* **Assignment**
Search the data for "metal". Each line containing it is to be copied.
(Available records begins)
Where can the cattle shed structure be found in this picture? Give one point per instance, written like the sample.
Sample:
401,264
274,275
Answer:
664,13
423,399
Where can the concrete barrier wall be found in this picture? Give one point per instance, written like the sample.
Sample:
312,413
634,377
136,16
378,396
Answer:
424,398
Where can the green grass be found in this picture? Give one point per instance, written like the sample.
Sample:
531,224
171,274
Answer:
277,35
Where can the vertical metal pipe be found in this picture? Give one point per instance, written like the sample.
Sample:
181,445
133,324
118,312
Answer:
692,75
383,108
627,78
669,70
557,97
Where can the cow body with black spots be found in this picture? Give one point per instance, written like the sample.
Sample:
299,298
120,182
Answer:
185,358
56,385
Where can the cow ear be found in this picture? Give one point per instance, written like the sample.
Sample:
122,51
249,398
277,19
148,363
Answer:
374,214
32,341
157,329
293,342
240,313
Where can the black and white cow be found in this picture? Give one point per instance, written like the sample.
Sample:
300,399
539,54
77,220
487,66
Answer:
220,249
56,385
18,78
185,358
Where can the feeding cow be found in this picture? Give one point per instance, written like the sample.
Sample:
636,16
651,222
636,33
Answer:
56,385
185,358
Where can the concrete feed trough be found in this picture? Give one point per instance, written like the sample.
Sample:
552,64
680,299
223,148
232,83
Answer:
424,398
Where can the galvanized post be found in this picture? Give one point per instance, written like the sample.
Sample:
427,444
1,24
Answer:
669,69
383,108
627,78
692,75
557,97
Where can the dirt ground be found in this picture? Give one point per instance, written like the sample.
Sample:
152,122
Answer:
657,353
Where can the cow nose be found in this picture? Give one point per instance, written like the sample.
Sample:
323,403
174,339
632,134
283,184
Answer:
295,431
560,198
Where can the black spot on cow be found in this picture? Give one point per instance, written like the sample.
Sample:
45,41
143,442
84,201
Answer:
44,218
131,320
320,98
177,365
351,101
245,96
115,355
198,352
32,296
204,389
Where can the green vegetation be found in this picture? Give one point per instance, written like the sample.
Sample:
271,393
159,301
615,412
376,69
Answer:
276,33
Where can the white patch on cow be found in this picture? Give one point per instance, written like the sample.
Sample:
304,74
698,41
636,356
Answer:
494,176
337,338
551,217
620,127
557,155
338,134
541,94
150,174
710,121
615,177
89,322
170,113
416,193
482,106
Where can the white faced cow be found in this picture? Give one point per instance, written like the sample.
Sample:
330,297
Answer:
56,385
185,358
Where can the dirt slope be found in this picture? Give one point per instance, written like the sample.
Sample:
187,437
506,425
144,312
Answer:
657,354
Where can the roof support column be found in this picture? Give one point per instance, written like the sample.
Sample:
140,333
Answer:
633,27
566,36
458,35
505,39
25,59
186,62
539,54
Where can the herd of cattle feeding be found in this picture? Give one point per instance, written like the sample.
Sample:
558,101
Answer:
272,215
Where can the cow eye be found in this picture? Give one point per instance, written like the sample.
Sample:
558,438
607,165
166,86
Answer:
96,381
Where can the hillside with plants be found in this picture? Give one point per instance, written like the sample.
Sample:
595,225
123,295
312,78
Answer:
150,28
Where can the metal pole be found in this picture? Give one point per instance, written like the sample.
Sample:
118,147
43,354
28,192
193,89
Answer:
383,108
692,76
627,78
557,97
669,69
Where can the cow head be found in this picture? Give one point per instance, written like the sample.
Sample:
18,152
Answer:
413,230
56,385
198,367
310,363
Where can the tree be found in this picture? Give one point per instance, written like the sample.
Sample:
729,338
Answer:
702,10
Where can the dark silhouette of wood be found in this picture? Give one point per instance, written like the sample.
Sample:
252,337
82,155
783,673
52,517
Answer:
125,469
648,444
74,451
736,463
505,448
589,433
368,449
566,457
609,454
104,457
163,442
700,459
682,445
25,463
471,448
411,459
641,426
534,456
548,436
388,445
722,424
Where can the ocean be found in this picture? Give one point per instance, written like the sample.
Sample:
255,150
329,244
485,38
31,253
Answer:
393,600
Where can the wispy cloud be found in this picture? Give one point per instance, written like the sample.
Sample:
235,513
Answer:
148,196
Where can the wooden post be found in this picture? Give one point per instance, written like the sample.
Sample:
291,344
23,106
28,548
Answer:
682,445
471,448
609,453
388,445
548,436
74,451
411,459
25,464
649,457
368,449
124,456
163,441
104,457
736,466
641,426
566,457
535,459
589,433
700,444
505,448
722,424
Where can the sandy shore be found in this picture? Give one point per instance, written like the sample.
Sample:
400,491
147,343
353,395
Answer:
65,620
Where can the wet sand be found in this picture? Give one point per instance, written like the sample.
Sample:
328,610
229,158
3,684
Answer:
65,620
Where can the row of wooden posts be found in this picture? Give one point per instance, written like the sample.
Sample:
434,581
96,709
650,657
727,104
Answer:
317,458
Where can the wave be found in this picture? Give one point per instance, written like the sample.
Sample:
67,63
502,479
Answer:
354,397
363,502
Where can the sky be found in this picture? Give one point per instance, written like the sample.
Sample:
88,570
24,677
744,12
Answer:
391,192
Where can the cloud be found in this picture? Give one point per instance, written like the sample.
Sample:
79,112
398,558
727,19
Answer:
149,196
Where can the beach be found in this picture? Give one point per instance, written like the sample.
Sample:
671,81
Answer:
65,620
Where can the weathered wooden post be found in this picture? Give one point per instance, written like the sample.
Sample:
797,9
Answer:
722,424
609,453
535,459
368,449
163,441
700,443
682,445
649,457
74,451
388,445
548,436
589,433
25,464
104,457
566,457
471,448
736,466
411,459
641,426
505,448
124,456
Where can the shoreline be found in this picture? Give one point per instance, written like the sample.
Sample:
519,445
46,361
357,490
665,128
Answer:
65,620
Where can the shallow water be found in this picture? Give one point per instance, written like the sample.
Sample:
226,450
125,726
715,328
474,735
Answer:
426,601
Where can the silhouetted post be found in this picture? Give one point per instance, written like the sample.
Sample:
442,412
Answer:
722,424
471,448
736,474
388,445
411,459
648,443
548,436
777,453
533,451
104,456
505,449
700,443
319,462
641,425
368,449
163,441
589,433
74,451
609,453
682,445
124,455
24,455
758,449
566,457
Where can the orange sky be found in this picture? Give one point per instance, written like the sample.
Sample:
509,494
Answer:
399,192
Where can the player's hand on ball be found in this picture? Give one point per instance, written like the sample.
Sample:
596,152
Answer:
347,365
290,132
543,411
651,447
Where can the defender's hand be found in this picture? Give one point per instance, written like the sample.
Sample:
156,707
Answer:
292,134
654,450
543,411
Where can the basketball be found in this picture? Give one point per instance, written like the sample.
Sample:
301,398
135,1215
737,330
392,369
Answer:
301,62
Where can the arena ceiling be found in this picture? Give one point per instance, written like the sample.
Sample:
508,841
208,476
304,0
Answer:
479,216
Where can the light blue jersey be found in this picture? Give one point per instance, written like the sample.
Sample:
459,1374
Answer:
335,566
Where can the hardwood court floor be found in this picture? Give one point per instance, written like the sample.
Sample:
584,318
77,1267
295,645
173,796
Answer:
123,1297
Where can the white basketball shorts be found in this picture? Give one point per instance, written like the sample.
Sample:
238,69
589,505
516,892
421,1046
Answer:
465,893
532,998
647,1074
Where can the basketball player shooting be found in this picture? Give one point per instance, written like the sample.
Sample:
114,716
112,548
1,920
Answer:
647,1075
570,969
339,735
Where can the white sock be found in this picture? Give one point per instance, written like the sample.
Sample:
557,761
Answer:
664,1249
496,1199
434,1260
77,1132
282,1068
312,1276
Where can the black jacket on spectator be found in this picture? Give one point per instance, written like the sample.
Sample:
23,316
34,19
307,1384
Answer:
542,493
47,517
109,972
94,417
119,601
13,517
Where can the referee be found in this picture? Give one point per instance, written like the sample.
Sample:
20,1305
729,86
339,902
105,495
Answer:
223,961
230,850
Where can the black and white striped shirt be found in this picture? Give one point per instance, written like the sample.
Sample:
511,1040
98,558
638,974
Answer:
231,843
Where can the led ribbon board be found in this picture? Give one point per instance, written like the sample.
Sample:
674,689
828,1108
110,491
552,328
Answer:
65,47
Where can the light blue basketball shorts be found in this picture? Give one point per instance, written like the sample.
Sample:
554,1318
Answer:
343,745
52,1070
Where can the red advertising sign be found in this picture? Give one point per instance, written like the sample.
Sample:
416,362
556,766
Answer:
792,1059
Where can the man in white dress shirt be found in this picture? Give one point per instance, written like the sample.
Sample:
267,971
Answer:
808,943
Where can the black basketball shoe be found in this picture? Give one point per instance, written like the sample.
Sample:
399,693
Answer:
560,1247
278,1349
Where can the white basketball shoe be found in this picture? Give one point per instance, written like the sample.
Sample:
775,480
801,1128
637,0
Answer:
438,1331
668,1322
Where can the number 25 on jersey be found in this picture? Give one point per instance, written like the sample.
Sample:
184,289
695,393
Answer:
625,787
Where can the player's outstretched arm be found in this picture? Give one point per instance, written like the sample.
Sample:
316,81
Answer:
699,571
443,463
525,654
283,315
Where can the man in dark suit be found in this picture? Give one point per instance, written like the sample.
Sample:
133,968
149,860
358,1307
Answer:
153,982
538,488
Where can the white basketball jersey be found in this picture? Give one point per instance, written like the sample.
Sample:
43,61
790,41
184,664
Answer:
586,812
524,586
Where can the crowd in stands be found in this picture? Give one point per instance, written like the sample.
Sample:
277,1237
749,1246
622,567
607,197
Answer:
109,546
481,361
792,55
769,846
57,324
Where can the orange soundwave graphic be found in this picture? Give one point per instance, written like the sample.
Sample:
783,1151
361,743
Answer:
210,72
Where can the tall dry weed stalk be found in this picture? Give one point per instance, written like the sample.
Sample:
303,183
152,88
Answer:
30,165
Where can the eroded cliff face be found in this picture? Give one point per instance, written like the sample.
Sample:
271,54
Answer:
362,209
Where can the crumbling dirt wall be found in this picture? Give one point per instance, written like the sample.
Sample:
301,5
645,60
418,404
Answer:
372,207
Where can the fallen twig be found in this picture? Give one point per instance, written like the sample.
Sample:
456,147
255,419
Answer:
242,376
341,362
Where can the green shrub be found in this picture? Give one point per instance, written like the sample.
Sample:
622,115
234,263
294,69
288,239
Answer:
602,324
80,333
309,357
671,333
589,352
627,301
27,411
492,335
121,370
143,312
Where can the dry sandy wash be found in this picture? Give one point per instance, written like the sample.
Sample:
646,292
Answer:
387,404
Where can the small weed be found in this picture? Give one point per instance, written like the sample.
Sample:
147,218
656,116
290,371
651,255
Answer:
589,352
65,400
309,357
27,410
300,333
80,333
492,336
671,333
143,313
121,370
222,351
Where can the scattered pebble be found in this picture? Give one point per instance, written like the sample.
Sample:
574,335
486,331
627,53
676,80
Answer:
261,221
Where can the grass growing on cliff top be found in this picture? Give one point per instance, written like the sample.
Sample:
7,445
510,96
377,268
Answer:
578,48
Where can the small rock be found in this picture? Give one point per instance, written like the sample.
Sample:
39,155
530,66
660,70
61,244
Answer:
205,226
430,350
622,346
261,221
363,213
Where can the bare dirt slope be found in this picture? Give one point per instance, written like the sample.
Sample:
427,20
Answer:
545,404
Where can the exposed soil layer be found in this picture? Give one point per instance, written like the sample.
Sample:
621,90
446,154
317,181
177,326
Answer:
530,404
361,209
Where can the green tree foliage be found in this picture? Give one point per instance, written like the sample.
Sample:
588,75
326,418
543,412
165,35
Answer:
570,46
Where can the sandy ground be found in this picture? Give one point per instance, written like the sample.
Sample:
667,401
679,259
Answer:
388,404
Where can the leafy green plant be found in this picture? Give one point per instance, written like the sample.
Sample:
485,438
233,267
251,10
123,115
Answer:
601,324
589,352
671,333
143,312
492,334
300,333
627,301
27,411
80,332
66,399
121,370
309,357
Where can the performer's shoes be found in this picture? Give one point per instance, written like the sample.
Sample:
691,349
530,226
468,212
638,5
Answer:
(Available records ends)
* **Response**
Where can the vertical metal pipe be found in this picture? Give one point per instance, written like the sample.
Where can the metal pole be found in this picture? Give one point per instance, written like the sample.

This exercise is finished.